> [TO DO]:
1 – Using the snow leopard text, answer each question in a sentence, marking your answers (a), (b) and (c):
(a) What color are the snow leopard's fur and markings?
(b) What does the fur on the bottom of its paws give the cat?
(c) When are snow leopards seen together?
2 – Turn the paragraph of the snow leopard text beginning "Most of the time, a snow leopard lives by itself" into a short bulleted list that keeps its main facts.
3 – Extend the snow leopard text with the next part, picking up after its final sentence.

Snow leopards hunt large prey like wild sheep and ibex, as well as small animals like marmots and game birds.
These sure-footed cats live on steep rocky slopes and cliffs.
Pale and silent hunter
Can you guess why the snow leopard is sometimes called the ghost cat? Other leopards have orange or dark brown fur with black spots, but the snow leopard’s smoky gray color and blurred black markings make it look very different. But this unique coloring helps the cat blend into its stony, mountain habitat.
At home in the snow
Snow leopards live at very high elevations where there are steep cliffs. The wild goats and sheep they prey on are quite nimble at leaping from rock to rock—and so are snow leopards! The cat's huge paws have fur on the bottom that gives the leopard traction on the snow and protection from sharp rocks. The snow leopard's long, thick, and luxurious tail acts as a built-in comforter when the cat wraps it around its body for added warmth. That tail is almost as long as its body!
Most of the time, a snow leopard lives by itself. But it leaves special messages for others by making scratch marks on tree trunks and rubbing its scent on boulders. Sometimes a snow leopard will scrape a spot in the ground and leave urine or droppings to advertise it is in the area. These signs that help snow leopards know who's nearby are helpful when males and females look for mates. The only time you'll see snow leopards together is during the breeding season, or when a female is with her cubs.

> [SUPPLIED RECORDS]:

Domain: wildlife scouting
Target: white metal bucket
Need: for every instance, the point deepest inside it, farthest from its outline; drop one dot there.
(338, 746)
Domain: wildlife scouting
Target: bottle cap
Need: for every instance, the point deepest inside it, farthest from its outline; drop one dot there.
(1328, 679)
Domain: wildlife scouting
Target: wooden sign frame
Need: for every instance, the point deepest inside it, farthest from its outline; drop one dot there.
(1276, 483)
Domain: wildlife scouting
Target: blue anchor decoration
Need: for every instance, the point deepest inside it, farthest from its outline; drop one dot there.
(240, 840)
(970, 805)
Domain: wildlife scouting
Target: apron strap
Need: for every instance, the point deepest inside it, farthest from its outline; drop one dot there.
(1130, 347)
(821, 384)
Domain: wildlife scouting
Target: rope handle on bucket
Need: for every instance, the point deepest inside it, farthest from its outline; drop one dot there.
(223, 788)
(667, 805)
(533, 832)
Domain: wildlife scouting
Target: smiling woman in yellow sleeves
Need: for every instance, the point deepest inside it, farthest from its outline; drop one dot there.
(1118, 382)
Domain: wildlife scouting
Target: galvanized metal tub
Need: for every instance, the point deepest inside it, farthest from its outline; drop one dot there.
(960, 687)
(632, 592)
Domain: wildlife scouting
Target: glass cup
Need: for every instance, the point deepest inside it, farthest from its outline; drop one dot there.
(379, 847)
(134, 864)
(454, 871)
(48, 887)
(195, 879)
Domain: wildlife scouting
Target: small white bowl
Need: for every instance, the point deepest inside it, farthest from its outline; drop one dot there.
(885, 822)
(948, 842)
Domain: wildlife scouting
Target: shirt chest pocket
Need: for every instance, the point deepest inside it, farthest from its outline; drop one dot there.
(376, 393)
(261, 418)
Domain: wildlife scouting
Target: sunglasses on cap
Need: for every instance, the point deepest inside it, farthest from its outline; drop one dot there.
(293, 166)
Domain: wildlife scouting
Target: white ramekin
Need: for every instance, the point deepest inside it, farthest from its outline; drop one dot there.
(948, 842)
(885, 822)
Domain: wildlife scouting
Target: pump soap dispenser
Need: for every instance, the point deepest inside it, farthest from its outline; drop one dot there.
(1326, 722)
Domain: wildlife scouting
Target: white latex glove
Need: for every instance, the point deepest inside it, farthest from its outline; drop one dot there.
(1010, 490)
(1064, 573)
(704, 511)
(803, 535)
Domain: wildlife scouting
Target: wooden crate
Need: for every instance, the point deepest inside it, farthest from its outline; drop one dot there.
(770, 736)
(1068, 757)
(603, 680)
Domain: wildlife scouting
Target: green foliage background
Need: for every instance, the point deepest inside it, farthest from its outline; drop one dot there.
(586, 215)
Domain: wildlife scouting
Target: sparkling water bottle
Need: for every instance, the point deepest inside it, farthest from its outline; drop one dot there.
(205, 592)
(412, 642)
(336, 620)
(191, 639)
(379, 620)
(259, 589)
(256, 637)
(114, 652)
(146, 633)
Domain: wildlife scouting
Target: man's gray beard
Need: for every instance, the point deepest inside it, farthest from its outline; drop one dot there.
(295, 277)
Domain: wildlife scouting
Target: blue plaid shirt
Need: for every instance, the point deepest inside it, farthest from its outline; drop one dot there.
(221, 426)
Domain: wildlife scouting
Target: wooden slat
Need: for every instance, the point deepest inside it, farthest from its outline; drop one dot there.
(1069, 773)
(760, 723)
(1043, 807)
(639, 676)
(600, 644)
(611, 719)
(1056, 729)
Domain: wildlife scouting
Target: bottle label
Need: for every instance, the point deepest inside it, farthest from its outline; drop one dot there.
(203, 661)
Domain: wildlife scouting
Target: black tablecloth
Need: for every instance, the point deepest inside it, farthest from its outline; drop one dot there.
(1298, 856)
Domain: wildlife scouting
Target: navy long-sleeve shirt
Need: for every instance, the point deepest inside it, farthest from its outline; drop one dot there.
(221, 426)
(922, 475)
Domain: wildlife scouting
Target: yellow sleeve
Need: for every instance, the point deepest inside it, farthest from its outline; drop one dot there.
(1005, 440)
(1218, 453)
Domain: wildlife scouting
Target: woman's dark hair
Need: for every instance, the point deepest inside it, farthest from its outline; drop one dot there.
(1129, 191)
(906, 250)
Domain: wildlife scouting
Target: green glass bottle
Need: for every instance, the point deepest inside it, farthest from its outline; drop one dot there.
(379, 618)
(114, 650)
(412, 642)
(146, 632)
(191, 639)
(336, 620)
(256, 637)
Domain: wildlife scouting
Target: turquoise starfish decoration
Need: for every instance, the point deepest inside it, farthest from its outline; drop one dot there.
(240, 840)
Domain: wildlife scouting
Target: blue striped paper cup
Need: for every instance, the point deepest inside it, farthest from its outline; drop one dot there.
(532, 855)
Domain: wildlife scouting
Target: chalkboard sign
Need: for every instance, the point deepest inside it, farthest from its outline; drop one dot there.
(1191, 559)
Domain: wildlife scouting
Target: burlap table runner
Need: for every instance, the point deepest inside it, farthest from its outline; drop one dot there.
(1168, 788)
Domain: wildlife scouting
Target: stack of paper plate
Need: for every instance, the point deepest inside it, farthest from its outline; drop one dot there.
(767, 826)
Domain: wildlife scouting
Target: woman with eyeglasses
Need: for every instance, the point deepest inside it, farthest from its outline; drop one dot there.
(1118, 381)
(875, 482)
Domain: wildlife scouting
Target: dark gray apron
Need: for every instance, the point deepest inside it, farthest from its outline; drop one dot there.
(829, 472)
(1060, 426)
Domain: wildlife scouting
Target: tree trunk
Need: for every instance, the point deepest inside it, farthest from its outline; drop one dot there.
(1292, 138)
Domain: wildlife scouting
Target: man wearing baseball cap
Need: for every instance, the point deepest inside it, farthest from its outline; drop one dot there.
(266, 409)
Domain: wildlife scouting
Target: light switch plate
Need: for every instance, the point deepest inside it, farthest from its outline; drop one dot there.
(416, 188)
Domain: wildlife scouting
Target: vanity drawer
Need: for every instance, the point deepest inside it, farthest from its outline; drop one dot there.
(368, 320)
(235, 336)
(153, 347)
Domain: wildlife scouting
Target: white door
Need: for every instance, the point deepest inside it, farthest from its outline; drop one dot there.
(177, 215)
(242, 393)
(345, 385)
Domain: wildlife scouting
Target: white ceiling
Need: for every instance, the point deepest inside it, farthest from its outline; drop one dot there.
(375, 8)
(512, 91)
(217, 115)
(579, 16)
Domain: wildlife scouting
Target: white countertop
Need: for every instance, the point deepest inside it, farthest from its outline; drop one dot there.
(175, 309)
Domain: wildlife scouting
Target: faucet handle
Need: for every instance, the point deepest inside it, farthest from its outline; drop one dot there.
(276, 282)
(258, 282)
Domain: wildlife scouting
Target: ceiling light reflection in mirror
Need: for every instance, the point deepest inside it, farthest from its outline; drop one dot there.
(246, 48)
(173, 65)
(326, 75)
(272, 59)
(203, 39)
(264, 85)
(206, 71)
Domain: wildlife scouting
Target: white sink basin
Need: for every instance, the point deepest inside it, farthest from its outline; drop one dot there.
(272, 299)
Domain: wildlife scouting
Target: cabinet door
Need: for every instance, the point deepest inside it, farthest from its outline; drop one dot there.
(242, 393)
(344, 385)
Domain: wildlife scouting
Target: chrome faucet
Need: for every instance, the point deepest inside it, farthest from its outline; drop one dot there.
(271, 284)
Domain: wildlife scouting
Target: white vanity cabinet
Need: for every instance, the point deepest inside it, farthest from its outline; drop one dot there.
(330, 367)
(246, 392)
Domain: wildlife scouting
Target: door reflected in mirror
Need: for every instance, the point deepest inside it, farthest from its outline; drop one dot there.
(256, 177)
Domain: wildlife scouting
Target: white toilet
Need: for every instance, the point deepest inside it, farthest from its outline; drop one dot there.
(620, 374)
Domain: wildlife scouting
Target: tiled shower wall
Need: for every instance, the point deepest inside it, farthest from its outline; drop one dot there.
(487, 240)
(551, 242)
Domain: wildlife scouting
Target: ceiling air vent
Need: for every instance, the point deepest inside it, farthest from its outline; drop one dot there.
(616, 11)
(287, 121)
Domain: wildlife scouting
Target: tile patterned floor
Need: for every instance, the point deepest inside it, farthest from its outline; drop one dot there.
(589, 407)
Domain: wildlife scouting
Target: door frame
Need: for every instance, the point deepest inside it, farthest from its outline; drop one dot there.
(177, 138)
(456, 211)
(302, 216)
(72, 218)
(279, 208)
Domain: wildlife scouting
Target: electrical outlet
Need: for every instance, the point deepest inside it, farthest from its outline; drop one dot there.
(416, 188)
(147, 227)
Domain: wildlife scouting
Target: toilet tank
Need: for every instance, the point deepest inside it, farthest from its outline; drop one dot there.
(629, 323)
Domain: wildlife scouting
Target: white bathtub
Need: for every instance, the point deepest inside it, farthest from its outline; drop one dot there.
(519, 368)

> [ANSWERS FOR THE TASKS]:
1 –
(a) The snow leopard has smoky gray fur with blurred black markings.
(b) The fur gives it traction on the snow and protection from sharp rocks.
(c) They are seen together only during the breeding season or when a female is with her cubs.

2 –
- A snow leopard usually lives alone.
- It leaves messages for others by scratching tree trunks and rubbing its scent on boulders.
- It may scrape a spot in the ground and leave urine or droppings there to show it is in the area.
- These signs tell snow leopards who is nearby and help males and females find mates.
- Snow leopards are seen together only during the breeding season or when a female is with her cubs.

3 –
In early summer, a pregnant female finds a den in a cozy spot among rocks. Usually, two or three cubs are born in a litter in June or July. The youngsters' eyes open when they are seven days old, and they begin eating meat at around two months old. They begin learning to hunt when they are about three months old, but it takes a long time to learn how to be a predator—cubs stay with their mother for almost two years!
This cat's beautiful, dense coat helps keep it warm, but it is also one reason the "ghost cat" is disappearing! Snow leopards were long hunted for their fur until their numbers became severely reduced. Today, although many countries have banned the import of snow leopard fur, snow leopards are still hunted and killed illegally. No one is certain how many snow leopards are left in the wild, but biologists trying to save these great cats think there may be only 4,000 to 6,500 in their native home in the snowy mountains of Central Asia.